"""

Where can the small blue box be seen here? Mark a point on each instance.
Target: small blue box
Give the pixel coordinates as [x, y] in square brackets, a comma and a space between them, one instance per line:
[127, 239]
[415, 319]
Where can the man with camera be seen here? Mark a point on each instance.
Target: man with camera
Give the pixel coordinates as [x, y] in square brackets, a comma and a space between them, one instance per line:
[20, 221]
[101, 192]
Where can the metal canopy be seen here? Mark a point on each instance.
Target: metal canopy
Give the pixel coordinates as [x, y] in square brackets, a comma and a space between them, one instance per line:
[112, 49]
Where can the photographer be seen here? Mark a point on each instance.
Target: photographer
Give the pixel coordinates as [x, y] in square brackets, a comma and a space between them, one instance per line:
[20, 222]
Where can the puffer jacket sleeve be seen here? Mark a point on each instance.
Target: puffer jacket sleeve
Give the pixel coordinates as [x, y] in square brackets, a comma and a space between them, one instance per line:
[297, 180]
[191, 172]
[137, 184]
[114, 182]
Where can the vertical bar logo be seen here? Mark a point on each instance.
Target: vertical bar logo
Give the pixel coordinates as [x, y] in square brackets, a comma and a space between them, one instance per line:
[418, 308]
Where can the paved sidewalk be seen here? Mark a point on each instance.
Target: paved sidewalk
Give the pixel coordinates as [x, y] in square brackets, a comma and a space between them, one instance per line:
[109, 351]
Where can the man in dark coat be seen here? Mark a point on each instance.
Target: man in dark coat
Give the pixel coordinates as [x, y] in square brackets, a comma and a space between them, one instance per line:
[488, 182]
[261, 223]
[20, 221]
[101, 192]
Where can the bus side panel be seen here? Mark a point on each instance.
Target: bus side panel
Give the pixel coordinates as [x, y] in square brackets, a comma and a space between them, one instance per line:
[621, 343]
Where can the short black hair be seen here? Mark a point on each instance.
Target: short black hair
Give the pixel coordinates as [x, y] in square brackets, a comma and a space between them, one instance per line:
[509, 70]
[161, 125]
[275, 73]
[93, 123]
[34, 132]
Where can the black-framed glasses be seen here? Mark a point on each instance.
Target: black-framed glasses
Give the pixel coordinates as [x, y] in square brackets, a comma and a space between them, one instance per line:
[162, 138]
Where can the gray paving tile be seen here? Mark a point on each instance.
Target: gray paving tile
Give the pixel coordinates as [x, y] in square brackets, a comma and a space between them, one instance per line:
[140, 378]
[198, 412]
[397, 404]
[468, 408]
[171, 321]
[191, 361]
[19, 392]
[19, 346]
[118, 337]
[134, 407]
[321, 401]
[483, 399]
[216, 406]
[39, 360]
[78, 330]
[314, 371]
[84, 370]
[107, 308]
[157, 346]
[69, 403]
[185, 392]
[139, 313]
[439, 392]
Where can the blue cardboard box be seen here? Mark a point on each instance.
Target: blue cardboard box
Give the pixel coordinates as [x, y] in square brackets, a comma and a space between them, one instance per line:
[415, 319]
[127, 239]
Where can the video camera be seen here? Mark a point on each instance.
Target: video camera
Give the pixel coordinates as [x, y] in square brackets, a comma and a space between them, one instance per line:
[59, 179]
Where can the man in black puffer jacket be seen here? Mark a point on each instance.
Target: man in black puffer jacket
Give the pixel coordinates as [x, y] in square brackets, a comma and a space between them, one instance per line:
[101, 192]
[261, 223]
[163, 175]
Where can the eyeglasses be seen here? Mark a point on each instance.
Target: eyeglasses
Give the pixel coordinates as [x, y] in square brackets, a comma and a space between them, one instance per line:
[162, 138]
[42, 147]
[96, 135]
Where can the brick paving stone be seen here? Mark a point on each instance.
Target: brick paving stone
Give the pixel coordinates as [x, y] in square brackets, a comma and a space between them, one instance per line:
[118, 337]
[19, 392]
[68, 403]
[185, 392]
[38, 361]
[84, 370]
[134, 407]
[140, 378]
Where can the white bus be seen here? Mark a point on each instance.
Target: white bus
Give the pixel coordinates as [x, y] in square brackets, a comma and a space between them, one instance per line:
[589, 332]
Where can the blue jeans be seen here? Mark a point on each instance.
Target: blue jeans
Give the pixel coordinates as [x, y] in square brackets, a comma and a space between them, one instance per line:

"""

What you need to do:
Return the line that contains "Where can the brick" along with every line after it through the end of the entries, exactly, adding nothing.

Task output:
Where can the brick paving stone be seen here? Mark a point on each instance.
Target: brick paving stone
Give the pixel coordinates as [x, y] in square brackets, a comma and a space between them, one instance per line:
[118, 337]
[19, 392]
[68, 403]
[185, 392]
[38, 361]
[84, 370]
[134, 407]
[140, 378]
Where can the white bus be seen here? Mark a point on each instance.
Target: white bus
Give the pixel coordinates as [x, y] in square brackets, a comma and a space between them, one instance per line:
[589, 332]
Where can the blue jeans be seen here? Mark a point on each instance.
Target: blue jeans
Give the pixel coordinates as [x, y] in square brackets, a comma and a space between them, one instance per line:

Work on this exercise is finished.